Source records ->
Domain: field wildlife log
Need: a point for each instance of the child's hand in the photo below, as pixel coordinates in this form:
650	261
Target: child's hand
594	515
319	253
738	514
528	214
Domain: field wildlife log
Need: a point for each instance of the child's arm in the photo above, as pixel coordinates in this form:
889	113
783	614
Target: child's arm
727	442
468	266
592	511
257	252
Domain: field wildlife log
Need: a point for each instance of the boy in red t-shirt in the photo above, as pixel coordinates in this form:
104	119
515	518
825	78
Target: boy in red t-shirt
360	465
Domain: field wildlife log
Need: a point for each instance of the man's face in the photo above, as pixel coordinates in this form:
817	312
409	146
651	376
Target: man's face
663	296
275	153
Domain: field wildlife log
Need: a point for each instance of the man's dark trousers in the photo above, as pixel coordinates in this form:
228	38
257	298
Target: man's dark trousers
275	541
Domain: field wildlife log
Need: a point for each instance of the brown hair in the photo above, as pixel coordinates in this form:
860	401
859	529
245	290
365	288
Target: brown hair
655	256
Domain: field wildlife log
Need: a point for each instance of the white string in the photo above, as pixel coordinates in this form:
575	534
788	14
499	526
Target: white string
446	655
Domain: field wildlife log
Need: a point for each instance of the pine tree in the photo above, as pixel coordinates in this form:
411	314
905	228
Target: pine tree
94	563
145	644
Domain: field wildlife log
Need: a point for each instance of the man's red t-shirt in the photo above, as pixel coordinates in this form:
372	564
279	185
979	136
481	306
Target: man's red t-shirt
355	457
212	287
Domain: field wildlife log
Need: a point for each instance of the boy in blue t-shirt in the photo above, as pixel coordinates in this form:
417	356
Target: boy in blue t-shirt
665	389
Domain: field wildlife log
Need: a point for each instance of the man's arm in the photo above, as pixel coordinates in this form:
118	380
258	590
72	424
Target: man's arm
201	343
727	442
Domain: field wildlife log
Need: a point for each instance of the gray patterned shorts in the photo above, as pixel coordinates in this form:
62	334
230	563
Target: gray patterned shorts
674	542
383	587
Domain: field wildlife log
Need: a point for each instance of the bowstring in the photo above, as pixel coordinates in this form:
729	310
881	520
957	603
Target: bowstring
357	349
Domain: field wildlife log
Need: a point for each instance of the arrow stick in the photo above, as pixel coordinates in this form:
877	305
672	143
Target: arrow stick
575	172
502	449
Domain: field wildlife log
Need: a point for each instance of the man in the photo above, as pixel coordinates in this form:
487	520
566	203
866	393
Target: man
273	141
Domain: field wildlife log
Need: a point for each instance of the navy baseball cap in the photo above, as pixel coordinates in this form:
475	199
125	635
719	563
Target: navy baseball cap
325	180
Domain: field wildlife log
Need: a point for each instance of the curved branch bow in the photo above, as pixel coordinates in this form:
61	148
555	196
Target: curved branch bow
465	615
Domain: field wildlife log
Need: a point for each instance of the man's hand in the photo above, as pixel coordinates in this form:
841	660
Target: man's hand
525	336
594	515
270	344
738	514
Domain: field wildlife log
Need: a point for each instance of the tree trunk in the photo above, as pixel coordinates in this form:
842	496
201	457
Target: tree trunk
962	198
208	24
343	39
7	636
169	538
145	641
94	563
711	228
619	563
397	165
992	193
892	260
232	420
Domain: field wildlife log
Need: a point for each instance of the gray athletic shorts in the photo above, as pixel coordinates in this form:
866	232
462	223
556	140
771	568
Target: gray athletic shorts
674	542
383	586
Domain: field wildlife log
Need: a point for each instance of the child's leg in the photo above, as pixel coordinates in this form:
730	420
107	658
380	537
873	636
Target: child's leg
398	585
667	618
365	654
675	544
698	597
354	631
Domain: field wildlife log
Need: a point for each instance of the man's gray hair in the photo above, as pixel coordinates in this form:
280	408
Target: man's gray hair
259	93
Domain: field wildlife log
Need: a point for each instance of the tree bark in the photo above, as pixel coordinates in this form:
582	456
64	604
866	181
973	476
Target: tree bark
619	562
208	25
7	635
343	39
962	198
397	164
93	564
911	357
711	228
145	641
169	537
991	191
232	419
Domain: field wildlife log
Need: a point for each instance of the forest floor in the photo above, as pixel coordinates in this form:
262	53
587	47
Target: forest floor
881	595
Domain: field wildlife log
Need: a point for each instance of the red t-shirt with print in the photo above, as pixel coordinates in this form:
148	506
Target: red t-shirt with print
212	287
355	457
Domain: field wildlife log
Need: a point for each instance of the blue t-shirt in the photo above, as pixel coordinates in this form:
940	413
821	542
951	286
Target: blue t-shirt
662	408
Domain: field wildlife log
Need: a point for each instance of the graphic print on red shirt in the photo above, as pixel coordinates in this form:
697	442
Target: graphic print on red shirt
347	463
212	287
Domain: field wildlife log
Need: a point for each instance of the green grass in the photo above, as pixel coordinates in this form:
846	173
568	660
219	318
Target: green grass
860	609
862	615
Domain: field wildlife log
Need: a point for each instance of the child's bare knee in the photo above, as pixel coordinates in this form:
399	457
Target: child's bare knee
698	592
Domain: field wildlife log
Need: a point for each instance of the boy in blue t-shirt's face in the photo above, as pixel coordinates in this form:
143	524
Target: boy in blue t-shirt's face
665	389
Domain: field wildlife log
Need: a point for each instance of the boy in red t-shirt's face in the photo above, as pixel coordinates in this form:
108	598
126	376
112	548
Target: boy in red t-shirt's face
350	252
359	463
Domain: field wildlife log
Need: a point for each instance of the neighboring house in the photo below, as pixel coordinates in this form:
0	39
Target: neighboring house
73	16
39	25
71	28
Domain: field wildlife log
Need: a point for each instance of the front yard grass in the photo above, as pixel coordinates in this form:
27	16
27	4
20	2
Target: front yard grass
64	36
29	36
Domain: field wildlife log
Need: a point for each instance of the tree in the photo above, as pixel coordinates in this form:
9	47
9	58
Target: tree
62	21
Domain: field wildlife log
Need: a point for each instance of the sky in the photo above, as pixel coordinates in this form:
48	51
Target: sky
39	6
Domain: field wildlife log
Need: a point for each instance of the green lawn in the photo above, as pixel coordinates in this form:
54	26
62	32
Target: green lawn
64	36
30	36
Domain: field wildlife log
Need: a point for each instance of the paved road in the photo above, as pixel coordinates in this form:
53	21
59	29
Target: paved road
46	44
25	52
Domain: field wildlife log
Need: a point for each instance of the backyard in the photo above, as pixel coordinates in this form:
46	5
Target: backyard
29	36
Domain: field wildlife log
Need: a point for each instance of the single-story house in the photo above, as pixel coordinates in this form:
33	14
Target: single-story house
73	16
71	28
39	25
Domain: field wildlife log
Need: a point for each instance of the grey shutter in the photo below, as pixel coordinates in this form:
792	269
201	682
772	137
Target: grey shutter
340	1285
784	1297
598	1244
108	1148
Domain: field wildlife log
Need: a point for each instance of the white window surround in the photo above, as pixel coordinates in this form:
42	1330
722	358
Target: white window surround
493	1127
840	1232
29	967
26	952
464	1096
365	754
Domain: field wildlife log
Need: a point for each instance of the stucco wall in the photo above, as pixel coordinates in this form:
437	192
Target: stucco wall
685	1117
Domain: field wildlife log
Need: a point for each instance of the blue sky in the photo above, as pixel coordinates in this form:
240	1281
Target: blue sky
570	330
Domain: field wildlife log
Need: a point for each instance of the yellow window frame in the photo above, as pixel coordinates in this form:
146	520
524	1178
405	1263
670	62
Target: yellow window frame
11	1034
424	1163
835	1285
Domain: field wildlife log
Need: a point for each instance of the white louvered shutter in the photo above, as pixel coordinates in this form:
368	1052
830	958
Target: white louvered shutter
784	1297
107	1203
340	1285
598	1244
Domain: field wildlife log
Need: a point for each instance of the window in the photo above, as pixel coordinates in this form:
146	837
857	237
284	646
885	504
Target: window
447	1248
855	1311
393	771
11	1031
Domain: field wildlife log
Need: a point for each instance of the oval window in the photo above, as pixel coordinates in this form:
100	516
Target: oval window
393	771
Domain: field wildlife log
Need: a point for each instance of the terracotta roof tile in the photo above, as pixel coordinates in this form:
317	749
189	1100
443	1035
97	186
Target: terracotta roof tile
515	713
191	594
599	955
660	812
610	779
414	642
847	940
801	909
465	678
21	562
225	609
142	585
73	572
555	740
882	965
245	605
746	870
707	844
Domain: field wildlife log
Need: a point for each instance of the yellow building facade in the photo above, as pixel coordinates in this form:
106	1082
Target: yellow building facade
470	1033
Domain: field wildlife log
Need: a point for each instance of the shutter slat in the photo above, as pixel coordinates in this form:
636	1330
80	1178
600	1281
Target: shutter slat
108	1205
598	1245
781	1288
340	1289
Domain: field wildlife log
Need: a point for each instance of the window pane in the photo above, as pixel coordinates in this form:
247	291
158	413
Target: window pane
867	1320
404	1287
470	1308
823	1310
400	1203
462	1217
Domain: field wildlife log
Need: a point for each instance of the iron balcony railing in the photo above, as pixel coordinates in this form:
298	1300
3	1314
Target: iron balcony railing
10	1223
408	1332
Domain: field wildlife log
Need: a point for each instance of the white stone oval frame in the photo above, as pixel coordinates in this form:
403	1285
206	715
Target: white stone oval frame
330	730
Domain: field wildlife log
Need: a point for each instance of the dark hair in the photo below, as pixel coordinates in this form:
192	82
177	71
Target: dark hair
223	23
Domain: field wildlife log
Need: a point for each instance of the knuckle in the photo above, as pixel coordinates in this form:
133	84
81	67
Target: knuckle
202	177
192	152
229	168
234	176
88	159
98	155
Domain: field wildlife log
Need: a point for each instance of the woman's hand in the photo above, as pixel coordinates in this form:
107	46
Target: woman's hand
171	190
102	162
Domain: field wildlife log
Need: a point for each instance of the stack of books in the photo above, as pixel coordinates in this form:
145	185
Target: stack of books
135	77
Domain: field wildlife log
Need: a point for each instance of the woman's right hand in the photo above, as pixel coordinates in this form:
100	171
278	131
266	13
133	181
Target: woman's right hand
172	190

Exercise goal -> Please report each line of the records above that contains the string "front". Case counts.

Written response ->
Need: a point for each instance of the front yard grass in the photo above, as pixel coordinates in this form:
Target: front yard grass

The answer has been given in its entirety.